Set exercise: Rewrite every line from the first one of the records up to and including the line with "[94,163,157,417]", keeping the requests as they are but multiplying each bounding-box coordinate in the answers by 0.4 and rounding to whole numbers with halves rounded up. Leave the pictures out of your output.

Data to use:
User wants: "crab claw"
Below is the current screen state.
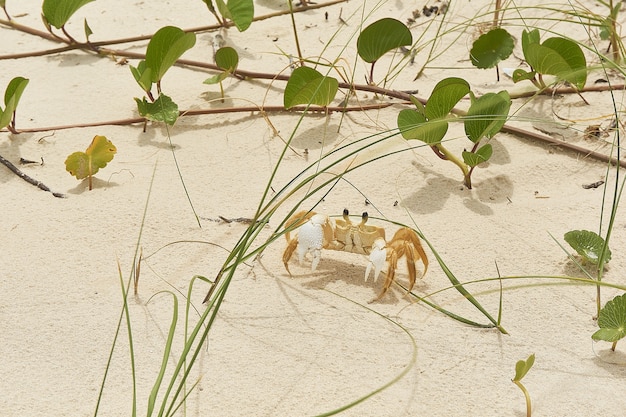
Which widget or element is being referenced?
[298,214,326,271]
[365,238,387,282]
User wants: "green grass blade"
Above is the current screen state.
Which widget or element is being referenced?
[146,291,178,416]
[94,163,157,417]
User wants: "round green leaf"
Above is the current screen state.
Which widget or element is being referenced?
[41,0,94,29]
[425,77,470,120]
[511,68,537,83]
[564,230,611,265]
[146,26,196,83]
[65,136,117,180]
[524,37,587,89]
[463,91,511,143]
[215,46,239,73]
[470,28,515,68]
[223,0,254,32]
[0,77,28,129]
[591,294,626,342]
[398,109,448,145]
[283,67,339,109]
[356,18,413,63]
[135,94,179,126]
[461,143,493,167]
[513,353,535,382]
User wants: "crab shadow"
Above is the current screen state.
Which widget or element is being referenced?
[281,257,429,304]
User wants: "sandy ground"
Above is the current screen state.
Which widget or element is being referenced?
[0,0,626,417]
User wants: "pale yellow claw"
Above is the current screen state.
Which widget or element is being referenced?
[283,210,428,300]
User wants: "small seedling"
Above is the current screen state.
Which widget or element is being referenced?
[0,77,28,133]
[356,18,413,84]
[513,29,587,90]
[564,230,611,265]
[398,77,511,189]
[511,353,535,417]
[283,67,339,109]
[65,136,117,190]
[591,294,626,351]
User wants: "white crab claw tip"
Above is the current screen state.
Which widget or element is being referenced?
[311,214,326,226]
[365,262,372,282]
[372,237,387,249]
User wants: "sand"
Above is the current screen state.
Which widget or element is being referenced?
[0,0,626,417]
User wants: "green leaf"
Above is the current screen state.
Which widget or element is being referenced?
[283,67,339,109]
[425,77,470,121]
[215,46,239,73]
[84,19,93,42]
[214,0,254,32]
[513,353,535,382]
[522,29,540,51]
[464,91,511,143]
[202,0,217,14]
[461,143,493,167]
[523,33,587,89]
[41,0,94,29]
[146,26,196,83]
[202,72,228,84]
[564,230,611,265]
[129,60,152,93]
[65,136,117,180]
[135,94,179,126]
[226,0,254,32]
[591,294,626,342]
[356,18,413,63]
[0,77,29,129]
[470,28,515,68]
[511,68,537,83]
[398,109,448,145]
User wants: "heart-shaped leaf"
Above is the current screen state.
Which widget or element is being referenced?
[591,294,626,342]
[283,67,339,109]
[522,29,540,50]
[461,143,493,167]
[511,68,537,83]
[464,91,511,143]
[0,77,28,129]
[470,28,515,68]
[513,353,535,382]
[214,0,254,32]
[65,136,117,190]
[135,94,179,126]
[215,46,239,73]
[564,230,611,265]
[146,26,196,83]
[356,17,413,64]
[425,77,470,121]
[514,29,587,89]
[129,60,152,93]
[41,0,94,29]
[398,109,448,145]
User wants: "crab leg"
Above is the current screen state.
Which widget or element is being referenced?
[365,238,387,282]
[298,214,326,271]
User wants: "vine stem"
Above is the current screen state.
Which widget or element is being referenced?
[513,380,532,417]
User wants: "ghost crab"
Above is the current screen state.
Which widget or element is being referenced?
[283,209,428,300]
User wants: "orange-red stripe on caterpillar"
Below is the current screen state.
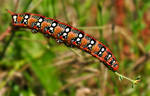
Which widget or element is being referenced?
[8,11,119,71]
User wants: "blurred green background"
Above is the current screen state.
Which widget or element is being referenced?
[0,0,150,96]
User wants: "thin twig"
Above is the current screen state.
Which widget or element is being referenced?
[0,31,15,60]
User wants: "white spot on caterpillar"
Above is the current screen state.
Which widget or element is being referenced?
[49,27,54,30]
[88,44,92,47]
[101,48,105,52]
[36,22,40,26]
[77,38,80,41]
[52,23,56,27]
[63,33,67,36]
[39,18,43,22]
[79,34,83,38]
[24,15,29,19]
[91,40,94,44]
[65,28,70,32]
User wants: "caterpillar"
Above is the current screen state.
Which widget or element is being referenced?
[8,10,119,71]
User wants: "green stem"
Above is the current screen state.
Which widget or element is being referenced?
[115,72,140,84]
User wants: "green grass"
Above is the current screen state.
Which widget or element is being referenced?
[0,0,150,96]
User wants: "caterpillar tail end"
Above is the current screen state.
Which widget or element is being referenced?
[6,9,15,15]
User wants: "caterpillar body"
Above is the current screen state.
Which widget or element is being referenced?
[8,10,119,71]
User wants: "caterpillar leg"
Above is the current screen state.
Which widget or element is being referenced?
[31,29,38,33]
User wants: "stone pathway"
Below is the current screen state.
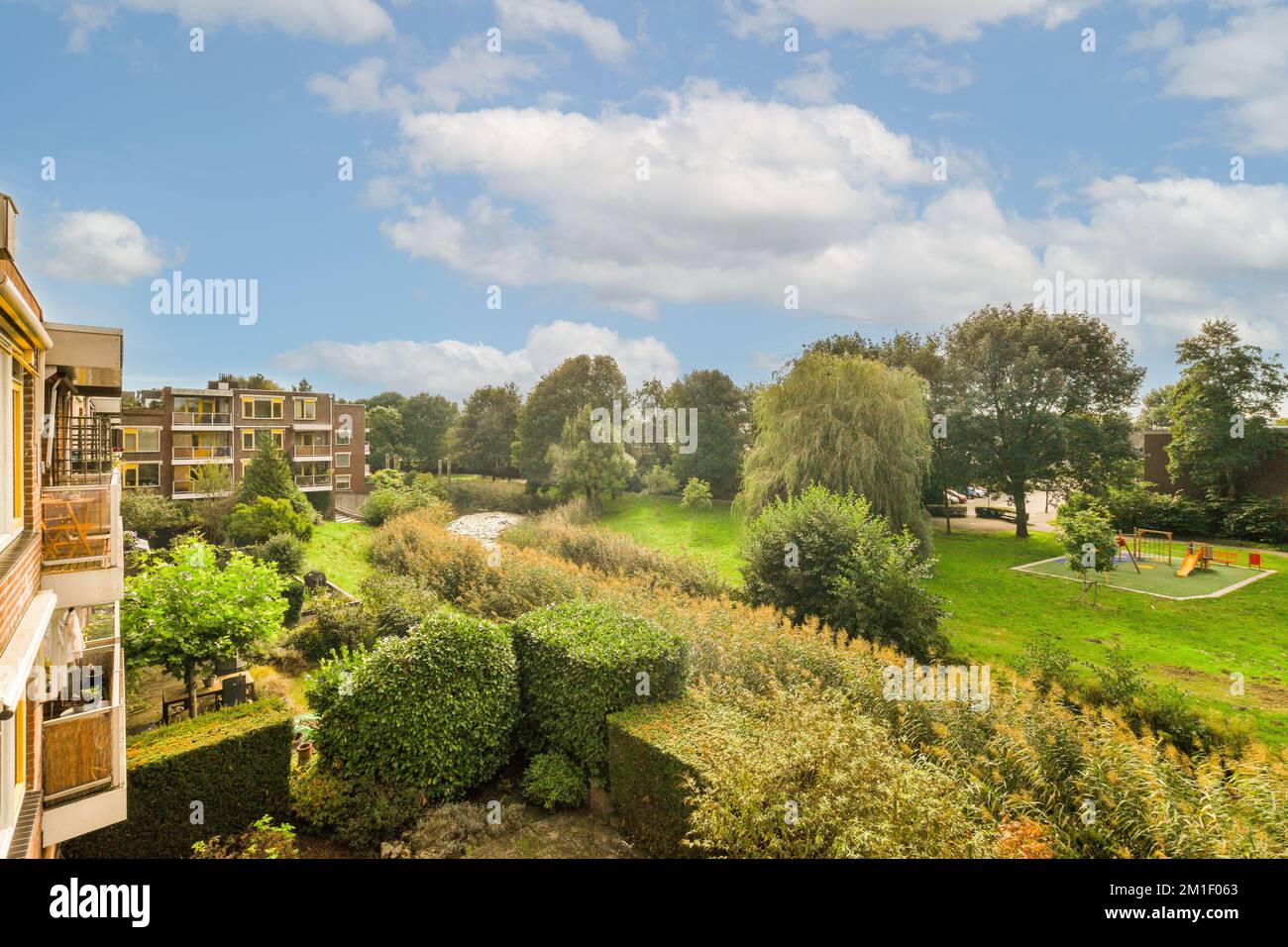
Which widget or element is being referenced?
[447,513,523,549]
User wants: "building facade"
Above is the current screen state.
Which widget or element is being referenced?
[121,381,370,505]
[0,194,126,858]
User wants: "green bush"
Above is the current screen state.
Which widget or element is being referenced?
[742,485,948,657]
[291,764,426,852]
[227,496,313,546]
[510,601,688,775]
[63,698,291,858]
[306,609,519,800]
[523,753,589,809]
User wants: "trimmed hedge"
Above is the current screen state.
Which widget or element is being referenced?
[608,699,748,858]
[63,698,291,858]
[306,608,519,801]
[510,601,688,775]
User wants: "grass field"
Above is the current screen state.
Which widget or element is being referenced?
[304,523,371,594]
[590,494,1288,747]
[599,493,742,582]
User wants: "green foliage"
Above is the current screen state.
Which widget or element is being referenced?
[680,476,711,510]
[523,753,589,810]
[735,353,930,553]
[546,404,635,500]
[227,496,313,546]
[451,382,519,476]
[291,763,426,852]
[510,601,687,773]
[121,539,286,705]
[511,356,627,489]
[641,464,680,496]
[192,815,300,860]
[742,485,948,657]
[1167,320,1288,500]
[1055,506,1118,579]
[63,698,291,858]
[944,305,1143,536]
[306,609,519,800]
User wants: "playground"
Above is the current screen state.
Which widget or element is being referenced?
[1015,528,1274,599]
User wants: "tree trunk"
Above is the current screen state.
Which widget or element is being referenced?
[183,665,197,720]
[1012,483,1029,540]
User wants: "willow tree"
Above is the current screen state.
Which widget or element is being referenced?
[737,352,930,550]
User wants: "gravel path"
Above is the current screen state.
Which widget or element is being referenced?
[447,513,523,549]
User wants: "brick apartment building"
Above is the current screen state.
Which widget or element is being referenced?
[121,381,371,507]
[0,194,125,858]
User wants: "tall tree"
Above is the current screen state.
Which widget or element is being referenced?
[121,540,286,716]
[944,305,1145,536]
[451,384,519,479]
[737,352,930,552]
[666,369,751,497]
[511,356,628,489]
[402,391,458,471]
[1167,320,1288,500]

Answer to this exercise:
User wants: "crab claw"
Below is the current screen state.
Which widget or element is being referenced?
[119,86,130,108]
[146,95,155,113]
User wants: "green grass blade"
Above is the current screen state.
Which widget or element is being referenced?
[58,116,71,166]
[38,65,63,167]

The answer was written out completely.